#### TASK DATA
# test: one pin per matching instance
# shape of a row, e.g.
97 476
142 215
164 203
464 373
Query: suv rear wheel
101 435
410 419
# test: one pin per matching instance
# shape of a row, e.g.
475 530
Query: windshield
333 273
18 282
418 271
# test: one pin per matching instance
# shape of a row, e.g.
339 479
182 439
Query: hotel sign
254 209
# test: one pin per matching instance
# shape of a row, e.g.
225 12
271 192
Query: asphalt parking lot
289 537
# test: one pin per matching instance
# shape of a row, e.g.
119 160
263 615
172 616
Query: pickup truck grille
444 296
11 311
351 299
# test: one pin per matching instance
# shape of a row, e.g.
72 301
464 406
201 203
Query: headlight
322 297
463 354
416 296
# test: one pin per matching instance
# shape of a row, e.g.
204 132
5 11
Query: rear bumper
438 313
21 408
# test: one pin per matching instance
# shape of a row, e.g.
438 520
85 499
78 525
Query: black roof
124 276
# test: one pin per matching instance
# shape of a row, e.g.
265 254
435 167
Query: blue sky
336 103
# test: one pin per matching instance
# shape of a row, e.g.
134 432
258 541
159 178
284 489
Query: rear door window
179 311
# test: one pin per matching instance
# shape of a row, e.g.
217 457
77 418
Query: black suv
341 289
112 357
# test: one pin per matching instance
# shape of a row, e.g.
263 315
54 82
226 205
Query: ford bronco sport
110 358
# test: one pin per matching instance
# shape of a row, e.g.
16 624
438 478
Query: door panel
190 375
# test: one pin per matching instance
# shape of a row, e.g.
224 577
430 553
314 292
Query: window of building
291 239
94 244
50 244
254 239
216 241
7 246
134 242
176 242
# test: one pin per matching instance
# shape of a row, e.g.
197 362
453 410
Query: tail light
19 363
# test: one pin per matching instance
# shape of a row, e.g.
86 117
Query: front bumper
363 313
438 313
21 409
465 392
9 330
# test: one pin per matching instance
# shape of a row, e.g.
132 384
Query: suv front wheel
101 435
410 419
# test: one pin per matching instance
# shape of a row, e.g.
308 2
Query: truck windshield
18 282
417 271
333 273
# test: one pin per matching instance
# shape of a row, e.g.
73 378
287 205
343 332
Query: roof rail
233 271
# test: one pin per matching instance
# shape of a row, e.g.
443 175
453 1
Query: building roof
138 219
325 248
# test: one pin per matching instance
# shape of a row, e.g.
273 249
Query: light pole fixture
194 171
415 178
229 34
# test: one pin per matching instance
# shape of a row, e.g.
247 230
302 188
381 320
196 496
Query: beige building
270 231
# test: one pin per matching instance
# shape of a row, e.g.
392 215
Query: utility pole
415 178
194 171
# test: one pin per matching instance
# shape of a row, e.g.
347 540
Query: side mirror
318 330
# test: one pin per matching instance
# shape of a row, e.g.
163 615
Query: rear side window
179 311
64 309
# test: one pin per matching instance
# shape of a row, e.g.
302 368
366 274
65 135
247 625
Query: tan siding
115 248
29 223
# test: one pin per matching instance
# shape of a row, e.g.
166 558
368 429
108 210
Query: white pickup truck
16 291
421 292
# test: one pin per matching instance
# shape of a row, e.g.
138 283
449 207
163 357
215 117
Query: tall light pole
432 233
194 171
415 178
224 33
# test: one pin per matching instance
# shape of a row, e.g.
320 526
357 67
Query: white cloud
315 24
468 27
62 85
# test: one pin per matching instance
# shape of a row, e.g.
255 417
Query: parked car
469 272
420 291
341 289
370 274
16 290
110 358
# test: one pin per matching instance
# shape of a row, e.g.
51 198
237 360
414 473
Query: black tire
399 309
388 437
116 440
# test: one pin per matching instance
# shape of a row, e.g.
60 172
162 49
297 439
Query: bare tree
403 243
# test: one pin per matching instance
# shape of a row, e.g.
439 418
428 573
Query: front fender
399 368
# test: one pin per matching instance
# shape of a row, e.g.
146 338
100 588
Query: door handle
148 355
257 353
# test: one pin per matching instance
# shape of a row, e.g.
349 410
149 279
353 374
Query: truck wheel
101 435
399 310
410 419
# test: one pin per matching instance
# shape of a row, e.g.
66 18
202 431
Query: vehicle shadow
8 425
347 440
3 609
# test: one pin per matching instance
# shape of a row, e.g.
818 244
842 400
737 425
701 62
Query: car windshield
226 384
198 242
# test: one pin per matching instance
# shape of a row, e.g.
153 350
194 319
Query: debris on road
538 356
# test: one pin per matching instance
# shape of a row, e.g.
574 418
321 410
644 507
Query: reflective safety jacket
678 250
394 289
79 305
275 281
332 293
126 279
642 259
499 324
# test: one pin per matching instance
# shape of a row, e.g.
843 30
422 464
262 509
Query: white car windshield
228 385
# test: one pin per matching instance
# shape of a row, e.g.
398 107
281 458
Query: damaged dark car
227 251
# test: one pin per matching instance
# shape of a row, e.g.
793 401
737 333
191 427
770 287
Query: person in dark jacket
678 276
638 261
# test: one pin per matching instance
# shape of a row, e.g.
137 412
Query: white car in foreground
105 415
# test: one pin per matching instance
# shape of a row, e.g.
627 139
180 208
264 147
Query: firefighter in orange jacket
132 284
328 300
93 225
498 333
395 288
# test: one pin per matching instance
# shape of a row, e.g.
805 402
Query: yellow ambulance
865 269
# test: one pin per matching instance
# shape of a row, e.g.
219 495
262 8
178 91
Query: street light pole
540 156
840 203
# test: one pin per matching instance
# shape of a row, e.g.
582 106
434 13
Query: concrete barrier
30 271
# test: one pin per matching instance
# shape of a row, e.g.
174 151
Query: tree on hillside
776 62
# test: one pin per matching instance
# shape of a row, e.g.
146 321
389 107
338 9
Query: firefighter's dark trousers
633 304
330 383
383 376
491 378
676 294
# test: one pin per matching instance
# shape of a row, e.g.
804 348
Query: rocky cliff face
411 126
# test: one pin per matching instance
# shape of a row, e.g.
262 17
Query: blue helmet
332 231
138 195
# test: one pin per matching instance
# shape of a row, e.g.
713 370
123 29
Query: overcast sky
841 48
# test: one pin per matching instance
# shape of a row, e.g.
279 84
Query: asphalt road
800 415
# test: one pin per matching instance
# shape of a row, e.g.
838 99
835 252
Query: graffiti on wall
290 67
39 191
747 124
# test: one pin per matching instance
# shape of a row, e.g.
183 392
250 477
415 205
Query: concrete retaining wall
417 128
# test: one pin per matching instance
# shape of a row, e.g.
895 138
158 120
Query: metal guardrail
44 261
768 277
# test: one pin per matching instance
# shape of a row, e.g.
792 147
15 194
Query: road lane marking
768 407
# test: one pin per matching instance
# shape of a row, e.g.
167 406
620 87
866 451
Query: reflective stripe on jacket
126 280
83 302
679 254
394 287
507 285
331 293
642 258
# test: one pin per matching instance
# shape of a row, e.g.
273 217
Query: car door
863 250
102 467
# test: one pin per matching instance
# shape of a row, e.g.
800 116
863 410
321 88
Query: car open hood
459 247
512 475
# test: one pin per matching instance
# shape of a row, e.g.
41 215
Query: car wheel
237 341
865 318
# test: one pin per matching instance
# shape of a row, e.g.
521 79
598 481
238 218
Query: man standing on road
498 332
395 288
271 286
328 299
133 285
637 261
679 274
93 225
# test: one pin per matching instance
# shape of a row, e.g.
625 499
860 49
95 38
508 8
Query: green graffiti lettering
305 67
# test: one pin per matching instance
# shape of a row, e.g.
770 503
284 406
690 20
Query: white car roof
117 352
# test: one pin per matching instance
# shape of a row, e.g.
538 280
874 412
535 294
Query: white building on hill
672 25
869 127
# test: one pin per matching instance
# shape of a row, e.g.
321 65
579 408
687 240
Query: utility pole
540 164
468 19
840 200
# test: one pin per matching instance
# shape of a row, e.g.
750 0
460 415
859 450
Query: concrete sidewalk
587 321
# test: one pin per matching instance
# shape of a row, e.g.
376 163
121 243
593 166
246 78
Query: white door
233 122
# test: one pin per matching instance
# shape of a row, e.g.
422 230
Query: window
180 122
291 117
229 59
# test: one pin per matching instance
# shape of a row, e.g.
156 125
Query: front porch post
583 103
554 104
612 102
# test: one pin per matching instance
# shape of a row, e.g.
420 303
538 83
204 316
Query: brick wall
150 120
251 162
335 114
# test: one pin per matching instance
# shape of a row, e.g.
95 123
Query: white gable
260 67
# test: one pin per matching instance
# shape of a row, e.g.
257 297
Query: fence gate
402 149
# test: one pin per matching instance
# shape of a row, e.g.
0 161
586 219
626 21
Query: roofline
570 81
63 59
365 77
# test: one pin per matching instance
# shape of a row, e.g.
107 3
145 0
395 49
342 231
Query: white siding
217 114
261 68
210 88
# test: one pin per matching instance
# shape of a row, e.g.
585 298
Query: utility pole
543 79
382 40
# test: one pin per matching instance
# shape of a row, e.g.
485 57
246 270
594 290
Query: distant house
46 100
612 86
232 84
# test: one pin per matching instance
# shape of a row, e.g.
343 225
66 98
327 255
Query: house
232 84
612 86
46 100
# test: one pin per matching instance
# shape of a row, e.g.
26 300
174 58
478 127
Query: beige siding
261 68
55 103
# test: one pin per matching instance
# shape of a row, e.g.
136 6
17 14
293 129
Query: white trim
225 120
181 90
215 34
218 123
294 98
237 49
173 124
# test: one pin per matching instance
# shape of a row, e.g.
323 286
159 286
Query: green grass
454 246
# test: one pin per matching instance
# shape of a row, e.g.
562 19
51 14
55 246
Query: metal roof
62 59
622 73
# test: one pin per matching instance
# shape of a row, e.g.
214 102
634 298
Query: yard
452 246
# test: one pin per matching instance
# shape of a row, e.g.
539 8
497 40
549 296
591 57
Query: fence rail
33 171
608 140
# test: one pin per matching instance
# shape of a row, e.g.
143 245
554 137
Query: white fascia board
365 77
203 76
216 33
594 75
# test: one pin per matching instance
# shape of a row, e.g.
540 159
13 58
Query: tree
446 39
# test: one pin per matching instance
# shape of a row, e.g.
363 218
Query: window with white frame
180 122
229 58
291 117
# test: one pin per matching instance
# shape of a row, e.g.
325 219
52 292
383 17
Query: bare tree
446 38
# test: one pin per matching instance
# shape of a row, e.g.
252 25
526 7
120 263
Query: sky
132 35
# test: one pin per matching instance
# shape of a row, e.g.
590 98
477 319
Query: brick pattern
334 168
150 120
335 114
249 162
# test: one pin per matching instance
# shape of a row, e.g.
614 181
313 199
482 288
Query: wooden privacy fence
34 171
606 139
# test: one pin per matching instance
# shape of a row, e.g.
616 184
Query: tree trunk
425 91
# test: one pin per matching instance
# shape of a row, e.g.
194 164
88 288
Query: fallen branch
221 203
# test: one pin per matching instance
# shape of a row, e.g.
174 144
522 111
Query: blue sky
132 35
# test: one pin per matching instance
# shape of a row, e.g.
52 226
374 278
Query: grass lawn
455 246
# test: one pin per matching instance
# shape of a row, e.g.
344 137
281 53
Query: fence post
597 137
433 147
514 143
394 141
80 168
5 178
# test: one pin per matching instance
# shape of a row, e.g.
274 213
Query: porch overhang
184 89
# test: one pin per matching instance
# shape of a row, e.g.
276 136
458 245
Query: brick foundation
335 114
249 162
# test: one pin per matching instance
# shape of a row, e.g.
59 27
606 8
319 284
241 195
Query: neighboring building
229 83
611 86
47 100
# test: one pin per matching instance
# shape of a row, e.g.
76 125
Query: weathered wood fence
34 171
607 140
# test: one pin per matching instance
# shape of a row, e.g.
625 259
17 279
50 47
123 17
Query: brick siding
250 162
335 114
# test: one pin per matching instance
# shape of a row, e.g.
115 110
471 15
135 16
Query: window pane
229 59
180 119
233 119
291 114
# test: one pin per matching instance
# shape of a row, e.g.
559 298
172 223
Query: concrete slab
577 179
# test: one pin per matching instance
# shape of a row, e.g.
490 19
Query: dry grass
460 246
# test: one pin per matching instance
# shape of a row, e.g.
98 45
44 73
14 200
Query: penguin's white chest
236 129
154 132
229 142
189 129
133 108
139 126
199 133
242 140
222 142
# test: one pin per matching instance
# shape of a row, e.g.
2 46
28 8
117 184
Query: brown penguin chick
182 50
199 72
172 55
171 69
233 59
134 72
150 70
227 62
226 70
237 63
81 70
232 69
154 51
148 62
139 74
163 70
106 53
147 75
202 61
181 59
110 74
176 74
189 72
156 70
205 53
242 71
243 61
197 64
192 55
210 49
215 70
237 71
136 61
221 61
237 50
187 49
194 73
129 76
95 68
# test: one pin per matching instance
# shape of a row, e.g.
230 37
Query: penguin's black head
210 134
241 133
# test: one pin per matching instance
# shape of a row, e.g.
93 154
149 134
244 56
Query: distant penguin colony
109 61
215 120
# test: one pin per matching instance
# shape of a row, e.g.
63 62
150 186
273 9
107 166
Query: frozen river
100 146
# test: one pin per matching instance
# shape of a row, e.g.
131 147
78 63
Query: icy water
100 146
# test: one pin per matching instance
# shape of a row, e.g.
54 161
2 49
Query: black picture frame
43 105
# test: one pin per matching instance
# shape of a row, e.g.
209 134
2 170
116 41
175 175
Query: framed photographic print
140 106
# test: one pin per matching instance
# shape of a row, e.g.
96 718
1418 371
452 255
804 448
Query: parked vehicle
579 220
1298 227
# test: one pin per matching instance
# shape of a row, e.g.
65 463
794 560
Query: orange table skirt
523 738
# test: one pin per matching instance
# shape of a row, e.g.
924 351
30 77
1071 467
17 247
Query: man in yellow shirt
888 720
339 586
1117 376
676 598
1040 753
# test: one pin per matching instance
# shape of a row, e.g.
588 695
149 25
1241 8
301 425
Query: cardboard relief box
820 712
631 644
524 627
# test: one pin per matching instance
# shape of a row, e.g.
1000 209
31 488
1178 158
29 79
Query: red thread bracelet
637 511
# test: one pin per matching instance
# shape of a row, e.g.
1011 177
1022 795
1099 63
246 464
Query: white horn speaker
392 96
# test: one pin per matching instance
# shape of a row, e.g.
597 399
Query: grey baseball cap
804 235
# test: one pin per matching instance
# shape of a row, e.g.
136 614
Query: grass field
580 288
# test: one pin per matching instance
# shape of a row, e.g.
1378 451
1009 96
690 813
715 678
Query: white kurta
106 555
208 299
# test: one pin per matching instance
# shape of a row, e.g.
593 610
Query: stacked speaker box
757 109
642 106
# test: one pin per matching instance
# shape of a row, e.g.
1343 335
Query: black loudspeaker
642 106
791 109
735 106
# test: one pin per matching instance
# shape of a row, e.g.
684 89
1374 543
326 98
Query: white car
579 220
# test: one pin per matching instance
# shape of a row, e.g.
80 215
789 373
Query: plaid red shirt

#### AIM OF THE EXERCISE
Please extract every line above that contains the word "metal".

#### SOLUTION TO THIS PROBLEM
Query: metal guardrail
Query: metal roof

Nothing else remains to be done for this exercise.